# [GIVEN INSTRUCTION]
Copy the material that follows word for word and omit its pictures.

# [DATA SECTION]
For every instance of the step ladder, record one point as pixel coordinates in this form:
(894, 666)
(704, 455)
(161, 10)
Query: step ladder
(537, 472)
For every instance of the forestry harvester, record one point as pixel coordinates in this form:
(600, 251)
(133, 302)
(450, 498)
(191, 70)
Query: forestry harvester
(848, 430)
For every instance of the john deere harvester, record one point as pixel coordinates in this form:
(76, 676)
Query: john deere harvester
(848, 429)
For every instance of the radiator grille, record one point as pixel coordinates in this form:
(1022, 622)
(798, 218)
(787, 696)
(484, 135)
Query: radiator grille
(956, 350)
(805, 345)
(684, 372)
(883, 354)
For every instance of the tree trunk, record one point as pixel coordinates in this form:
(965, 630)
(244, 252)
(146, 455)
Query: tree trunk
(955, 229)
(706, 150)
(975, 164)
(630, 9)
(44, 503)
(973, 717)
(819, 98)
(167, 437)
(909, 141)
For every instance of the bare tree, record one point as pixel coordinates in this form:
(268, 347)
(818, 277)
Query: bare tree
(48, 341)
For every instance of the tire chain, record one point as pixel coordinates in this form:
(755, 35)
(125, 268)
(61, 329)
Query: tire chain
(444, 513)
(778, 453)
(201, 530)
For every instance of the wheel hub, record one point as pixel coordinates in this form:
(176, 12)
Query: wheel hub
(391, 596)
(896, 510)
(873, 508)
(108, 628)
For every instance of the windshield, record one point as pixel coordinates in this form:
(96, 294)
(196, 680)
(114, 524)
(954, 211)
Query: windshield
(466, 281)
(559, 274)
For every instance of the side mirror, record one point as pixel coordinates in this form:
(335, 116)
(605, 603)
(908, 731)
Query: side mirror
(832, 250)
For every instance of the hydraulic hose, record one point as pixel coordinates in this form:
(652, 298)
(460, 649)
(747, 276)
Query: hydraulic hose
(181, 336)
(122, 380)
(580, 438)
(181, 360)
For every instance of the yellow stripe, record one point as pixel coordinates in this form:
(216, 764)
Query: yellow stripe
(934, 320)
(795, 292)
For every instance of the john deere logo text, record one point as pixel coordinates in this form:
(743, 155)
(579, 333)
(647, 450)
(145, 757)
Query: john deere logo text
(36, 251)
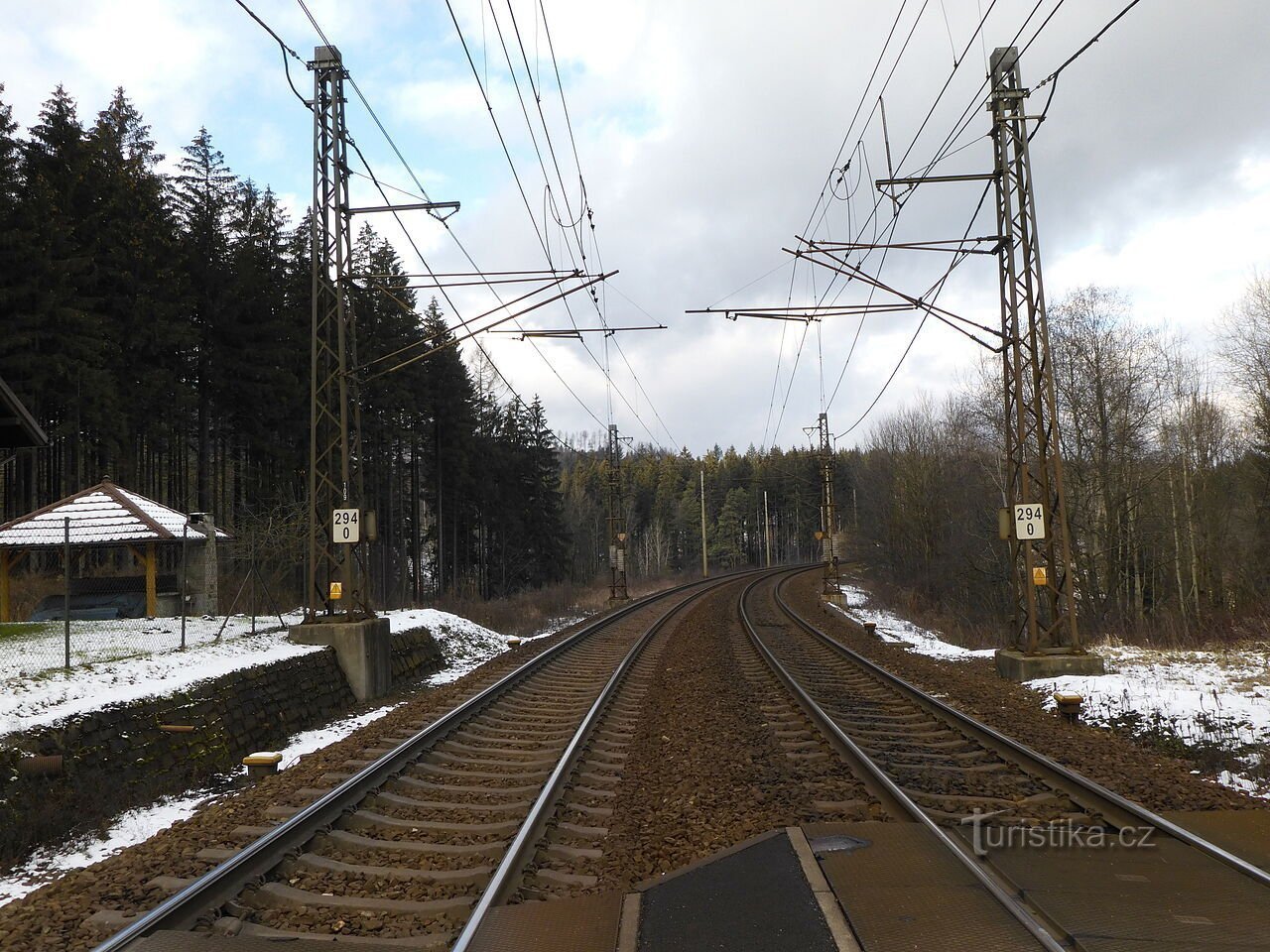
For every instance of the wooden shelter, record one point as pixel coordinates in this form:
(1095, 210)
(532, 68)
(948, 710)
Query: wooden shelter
(102, 516)
(18, 428)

# [EXERCISE OUTPUT]
For every instance of the step ladder, record one point as pixel coordinates in this form:
(894, 666)
(704, 455)
(161, 10)
Query: step ladder
(537, 472)
For every instance of the forestry harvester, record one point as pixel coordinates in this form:
(600, 251)
(133, 302)
(450, 498)
(191, 70)
Query: forestry harvester
(848, 430)
For every instance of the john deere harvester, record one point as pixel coordinates in this form:
(76, 676)
Query: john deere harvester
(848, 429)
For every instance of the radiator grille, record one point as pixel coordinates in this form:
(1022, 622)
(798, 218)
(787, 696)
(484, 135)
Query: radiator grille
(956, 350)
(805, 345)
(684, 372)
(883, 354)
For every instance of the tree trunk, record one point as pixel coordinates in this form:
(965, 630)
(244, 252)
(146, 455)
Query: tree trunk
(955, 229)
(706, 150)
(975, 164)
(630, 9)
(44, 503)
(973, 717)
(819, 98)
(167, 437)
(909, 141)
For every instance of the bare tree, record one point as pixel coordinates in this form:
(268, 347)
(818, 277)
Query: bare tree
(48, 341)
For every instance of the tire chain, record one point as pixel coordinates in this form:
(755, 35)
(125, 268)
(61, 329)
Query: tire chain
(444, 513)
(778, 453)
(201, 530)
For every instance of the wheel hub, record one point as pixel coordinates in this form:
(176, 12)
Query: wheel hub
(391, 596)
(896, 510)
(873, 508)
(108, 628)
For every instance of the windshield, record one point as pixel coordinates in this form:
(96, 294)
(196, 680)
(114, 524)
(954, 211)
Query: windshield
(466, 281)
(559, 274)
For every instance of the side mirror, record one point as pixel coordinates in this form:
(335, 116)
(605, 603)
(908, 731)
Query: side mirror
(832, 250)
For every instance of the hydraulic hose, record one point as pixel coordinates in this form:
(652, 298)
(460, 649)
(747, 276)
Query: hydraulic hose
(181, 336)
(122, 380)
(580, 438)
(181, 360)
For every instance of the yellow stripe, record one point as pixel coordinates in this form:
(216, 764)
Query: yellow stripe
(934, 320)
(795, 292)
For every instance of the john deere logo text, record one point as pixel coordinates in this form:
(743, 155)
(579, 333)
(647, 450)
(145, 757)
Query: john deere logo text
(36, 251)
For every instance of the wooden shelter, record one point as pixel coordinates in this form:
(1095, 210)
(532, 68)
(948, 710)
Query: wooden shelter
(102, 516)
(18, 428)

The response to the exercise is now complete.